Reproduce the listing below line for line, leaving out the pictures.
>>>
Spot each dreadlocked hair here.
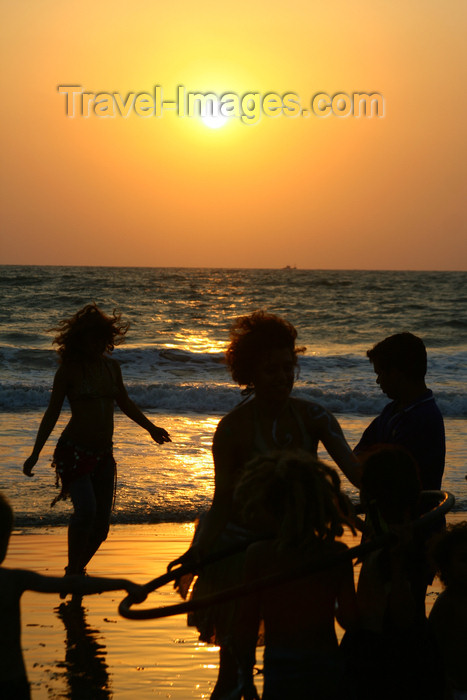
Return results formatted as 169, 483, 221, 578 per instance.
51, 302, 130, 360
235, 451, 355, 549
225, 311, 305, 393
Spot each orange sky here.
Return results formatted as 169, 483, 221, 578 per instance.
0, 0, 467, 270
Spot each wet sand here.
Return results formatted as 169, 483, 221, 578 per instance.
4, 516, 460, 700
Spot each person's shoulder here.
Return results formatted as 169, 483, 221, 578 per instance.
216, 401, 253, 432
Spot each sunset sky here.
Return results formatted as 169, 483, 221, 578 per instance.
0, 0, 467, 270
<<<
**PROBLEM SOLUTION**:
Spot each dreadlocked hair here.
Return results formatted as 169, 483, 221, 578 per instance.
51, 302, 130, 360
235, 451, 355, 549
225, 311, 305, 393
Spot each orange sky here.
Return results formatted as 169, 483, 221, 578 per instance.
0, 0, 467, 270
Spot each wet sand here.
Return results formatted as 169, 483, 221, 578 per instance.
4, 516, 460, 700
Spot each person's shoulder here.
Return results formatted as 169, 483, 221, 578 per instance.
216, 401, 253, 432
Spot each sunset sky here.
Return results formatted as 169, 483, 221, 578 per instance.
0, 0, 467, 270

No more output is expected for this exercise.